EXCERPTED PASSAGE:
The following is a list of operatiors that can be used in these calls.

basic math operators: +, -, *, /, %%, ^
math functions: abs, acos, acosh, asin, asinh, atan, atan2, atanh, ceiling, cos, cosh, cot, coth, exp, floor, log, log10, round, sign, sin, sinh, sqrt, tan, tanh
logical comparisons: <, <=, !=, >=, >, ==, %in%
boolean operations: &, &&, |, ||, !, xor
basic aggregations: mean, sum, min, max, sd, var

dplyr can translate all of these into SQL. For more of on dplyr and SQL compatibility consult another built-in vignette

vignette("database",package="dplyr")

Base Reference

The following unary and binary operators are defined for base. They are listed in precedence groups, from highest to lowest.

:: ::: - access variables in a namespace
$ @ - component / slot extraction
[ [[ - indexing
^ - exponentiation (right to left)
- + - unary minus and plus
: - sequence operator
%any% - special operators (including %% and %/%)
* / - multiply, divide
+ - - (binary) add, subtract
< > <= >= == != - ordering and comparison
! - negation
& && - and
| || - or
~ - as in formulae
-> ->> - rightwards assignment
<- <<- - assignment (right to left)

DATA SHOWN:
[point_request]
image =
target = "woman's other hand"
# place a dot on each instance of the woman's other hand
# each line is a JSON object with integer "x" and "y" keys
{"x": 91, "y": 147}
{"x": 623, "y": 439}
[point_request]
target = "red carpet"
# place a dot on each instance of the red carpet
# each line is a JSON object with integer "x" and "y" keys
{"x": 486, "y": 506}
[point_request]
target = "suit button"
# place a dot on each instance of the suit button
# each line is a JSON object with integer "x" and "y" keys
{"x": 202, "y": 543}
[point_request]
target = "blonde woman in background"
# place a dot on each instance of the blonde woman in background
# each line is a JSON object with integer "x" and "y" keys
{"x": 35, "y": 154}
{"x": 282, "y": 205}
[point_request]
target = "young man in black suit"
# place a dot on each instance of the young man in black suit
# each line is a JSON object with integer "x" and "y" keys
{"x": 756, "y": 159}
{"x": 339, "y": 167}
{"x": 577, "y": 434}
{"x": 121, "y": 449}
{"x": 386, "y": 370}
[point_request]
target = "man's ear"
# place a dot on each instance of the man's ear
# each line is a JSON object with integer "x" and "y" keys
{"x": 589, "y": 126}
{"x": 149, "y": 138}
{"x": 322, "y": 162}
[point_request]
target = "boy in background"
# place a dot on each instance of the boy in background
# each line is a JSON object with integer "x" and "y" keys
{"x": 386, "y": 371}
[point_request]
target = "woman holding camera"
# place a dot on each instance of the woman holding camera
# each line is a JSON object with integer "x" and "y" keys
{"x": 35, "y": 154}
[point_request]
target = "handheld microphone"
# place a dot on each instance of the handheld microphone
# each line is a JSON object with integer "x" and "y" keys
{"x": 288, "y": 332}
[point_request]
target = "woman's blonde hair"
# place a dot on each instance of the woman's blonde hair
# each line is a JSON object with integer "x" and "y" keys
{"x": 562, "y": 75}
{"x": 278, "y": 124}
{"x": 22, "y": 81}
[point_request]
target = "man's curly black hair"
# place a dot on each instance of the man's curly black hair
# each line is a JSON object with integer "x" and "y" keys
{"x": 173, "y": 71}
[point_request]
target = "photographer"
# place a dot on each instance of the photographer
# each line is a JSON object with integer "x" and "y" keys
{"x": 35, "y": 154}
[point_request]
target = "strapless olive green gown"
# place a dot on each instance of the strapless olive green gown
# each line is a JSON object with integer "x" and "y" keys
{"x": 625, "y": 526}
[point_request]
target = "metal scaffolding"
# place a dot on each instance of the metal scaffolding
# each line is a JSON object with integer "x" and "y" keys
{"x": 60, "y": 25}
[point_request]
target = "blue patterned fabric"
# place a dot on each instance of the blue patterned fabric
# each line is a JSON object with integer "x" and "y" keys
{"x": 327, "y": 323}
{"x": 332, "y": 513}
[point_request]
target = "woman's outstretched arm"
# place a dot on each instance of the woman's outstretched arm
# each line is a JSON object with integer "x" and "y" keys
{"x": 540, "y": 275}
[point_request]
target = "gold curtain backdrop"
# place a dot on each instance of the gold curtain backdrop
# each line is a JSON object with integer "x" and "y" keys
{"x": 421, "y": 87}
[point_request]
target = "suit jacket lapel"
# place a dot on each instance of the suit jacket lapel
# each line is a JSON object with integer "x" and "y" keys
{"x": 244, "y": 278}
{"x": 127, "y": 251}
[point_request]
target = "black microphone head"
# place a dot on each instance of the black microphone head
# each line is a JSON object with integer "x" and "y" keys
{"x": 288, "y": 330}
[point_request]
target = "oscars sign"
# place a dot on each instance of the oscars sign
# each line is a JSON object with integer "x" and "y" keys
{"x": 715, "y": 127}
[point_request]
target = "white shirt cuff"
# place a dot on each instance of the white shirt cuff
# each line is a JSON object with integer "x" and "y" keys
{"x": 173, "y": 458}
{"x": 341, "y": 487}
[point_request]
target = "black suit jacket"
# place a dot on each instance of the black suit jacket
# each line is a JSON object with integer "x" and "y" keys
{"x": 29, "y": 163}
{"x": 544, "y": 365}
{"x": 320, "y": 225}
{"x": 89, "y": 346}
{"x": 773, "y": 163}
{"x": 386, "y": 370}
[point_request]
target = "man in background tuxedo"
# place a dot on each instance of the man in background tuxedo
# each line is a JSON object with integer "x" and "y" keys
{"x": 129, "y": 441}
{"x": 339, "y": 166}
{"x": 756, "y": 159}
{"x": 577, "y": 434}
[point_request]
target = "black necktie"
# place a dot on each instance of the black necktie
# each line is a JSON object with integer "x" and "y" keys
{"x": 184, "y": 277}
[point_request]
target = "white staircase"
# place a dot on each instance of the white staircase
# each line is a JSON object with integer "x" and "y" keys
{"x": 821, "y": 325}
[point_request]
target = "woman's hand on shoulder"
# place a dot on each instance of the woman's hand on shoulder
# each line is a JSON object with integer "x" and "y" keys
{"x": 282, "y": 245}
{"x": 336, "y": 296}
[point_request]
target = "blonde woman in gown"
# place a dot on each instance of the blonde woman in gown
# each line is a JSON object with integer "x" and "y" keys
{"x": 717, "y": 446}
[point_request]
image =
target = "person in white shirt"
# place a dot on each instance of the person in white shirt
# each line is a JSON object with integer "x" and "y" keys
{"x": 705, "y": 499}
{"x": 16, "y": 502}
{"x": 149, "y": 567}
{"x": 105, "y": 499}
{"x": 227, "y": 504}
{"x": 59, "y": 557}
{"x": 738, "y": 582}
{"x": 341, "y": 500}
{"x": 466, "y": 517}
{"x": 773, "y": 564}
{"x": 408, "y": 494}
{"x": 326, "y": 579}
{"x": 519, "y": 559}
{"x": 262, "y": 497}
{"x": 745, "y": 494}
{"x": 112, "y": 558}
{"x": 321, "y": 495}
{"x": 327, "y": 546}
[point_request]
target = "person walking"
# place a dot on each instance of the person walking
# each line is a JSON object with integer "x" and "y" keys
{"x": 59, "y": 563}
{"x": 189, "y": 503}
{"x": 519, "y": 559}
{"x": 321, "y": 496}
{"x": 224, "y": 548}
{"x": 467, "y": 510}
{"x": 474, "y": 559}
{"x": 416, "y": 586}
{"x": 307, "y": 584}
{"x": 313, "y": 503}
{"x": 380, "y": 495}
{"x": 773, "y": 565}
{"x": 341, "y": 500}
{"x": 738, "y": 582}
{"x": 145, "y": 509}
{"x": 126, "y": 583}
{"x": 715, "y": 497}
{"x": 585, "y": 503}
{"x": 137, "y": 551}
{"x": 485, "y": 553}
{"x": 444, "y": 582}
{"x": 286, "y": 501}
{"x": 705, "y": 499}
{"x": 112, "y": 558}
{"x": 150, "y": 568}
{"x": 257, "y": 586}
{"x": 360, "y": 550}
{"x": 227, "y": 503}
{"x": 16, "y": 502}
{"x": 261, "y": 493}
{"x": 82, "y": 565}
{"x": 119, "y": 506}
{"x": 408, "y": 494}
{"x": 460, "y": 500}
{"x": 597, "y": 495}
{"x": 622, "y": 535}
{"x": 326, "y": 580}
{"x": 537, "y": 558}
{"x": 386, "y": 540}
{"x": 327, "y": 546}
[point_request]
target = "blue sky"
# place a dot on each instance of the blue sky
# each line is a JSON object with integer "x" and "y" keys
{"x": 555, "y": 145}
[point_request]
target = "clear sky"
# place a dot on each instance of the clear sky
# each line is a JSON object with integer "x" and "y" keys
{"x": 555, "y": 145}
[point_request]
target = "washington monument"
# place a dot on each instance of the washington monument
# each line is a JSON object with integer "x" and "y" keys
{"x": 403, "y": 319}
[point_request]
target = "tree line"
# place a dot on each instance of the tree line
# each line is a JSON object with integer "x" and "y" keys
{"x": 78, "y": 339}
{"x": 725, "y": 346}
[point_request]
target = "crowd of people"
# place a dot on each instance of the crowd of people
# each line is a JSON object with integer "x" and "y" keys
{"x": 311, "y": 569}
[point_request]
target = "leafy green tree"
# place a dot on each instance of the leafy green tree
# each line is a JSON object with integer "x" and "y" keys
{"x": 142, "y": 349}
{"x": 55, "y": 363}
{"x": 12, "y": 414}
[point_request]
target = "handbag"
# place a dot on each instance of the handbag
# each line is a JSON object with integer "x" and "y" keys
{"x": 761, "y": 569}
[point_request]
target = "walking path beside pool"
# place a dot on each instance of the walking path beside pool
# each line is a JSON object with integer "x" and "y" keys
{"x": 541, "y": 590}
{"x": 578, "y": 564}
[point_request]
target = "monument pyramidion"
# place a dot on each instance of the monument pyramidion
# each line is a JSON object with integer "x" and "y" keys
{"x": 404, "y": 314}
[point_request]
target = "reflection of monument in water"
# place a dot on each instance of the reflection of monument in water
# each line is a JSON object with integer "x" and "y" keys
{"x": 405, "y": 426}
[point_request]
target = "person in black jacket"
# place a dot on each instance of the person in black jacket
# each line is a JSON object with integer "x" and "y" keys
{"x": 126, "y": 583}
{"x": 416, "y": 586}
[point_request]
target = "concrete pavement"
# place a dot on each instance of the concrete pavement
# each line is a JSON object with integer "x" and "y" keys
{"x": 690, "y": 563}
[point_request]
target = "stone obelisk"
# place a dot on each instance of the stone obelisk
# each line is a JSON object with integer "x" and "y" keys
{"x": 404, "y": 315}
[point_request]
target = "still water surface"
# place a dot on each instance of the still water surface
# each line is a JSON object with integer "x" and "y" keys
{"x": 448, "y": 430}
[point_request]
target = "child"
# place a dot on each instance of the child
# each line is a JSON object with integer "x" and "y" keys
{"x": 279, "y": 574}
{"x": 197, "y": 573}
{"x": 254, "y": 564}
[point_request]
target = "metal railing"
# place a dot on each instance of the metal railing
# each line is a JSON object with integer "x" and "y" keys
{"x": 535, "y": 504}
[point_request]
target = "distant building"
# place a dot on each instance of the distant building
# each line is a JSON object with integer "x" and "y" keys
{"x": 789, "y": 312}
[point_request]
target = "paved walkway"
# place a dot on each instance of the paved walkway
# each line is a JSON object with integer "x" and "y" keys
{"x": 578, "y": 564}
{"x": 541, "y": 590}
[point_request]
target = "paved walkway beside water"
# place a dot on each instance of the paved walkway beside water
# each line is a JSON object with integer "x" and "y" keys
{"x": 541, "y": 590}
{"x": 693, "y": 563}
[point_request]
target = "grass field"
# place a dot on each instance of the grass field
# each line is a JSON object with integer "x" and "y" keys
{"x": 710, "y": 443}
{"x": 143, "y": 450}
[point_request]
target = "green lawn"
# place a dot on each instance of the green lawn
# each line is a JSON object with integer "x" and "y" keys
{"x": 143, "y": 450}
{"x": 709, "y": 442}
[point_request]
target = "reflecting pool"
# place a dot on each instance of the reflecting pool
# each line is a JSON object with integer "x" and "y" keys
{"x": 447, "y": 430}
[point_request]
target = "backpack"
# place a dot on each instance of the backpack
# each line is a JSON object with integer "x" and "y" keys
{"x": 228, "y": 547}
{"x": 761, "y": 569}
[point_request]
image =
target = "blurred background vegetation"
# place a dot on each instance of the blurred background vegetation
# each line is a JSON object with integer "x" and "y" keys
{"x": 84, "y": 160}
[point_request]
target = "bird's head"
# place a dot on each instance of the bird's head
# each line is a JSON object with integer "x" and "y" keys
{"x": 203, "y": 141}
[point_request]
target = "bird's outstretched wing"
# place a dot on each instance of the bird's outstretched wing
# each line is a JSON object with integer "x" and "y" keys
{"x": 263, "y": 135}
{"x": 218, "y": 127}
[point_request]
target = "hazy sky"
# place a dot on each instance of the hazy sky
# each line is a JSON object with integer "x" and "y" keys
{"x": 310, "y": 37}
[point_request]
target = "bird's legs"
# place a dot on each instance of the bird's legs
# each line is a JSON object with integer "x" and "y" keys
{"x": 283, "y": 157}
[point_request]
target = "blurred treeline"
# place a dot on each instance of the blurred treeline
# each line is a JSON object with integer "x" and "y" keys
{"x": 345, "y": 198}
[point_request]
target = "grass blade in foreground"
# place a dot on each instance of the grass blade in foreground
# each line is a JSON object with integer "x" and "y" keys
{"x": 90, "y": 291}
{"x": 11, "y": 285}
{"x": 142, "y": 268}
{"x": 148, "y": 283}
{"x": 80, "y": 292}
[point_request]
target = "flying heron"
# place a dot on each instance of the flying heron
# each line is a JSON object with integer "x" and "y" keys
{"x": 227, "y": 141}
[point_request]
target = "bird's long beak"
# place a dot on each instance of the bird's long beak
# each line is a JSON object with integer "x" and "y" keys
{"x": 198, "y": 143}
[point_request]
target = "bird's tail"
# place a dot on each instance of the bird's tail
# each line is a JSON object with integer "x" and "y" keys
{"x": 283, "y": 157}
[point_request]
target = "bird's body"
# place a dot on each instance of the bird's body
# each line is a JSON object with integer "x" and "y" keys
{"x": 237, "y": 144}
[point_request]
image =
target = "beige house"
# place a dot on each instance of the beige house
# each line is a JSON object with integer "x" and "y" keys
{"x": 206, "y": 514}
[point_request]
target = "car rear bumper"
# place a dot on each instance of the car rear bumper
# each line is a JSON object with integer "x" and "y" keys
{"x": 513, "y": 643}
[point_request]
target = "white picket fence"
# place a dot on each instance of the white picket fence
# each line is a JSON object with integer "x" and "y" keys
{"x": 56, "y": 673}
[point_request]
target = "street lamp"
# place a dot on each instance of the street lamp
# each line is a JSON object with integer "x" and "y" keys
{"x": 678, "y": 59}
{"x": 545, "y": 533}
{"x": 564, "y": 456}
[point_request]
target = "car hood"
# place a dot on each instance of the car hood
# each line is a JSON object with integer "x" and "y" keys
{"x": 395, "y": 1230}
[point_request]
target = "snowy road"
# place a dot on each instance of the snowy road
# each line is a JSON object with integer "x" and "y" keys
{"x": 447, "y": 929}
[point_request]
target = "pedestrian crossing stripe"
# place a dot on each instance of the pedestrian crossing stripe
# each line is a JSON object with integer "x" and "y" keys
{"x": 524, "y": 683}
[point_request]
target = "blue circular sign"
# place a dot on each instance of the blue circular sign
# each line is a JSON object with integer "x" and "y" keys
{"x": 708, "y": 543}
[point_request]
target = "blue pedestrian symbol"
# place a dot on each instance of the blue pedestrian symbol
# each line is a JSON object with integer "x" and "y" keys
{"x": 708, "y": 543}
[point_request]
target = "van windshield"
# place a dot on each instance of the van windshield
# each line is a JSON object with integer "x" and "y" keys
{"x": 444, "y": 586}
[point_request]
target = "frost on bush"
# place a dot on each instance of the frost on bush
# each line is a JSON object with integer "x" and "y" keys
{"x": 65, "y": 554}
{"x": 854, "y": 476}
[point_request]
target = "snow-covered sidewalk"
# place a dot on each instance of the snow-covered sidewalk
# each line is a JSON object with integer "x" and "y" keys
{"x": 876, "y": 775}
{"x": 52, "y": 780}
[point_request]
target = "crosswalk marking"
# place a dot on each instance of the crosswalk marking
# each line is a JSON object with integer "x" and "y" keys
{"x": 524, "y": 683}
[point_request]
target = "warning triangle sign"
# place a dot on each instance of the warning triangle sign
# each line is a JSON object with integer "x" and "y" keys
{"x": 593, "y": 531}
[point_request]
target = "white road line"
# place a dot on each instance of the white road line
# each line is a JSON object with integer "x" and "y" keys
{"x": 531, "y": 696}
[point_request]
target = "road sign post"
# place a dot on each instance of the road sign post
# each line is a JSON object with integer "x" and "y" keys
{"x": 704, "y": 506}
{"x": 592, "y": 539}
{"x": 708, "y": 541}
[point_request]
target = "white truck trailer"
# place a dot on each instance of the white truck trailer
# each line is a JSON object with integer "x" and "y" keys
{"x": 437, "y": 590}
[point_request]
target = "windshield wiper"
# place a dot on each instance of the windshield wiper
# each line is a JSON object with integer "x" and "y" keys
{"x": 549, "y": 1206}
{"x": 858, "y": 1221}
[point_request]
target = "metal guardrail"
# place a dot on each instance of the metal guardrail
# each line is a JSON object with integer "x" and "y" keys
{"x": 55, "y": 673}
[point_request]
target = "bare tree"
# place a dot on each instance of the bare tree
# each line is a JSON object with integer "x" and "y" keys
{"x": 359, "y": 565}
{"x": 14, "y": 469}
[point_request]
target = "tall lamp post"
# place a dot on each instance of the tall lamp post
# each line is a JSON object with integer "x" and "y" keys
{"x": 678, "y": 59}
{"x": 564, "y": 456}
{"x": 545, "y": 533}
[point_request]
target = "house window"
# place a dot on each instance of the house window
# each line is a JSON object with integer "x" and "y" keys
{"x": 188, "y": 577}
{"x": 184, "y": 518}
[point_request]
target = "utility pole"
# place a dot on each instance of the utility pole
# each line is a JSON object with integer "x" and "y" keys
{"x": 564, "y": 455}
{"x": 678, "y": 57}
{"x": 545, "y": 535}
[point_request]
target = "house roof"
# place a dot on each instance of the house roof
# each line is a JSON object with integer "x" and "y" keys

AIM:
Carry on the passage on R operators, picking up right after its final line.

OUTPUT BELOW:
= - assignment (right to left)
? - help (unary and binary)

Joining data with dplyr

While merge works just fine , joining data frames with dplyr might offer some additional conveniences:

rows are kept in existing order
much faster
tells you what keys you’re merging by (if you don’t supply)
also work with database tables.

dplyr implements the four most useful joins from SQL:

inner_join - similar to merge(…, all.x=F, all.y=F)
ileft_join - similar to merge(…, all.x=T, all.y=F)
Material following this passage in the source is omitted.